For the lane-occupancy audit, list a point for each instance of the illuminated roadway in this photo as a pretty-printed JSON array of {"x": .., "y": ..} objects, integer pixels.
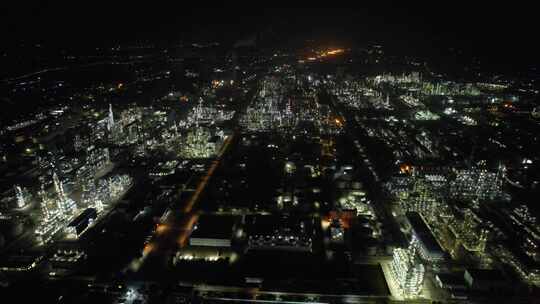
[{"x": 175, "y": 228}]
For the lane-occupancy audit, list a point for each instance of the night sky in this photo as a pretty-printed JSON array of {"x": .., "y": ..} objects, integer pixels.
[{"x": 496, "y": 33}]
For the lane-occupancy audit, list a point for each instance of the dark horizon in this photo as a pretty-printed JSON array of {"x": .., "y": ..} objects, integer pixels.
[{"x": 498, "y": 35}]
-- -- --
* What is required *
Give back the whole listing exactly as written. Do not include any picture.

* Response area *
For the lane-occupancy audit, list a point for each instance of the illuminated roadway in this photo as a pretty-printed JSON array of {"x": .., "y": ..} objects, integer pixels.
[{"x": 175, "y": 228}]
For the lane-occupancy audit, list a point for each instance of the night sky in this photo as a pretty-printed JSON array of {"x": .., "y": ..} objects, integer pixels.
[{"x": 496, "y": 33}]
For the lane-occupancy audit, list a point for each instance of the dark horizon in this photo as a pretty-printed JSON array of {"x": .., "y": ..} objects, integer pixels.
[{"x": 498, "y": 35}]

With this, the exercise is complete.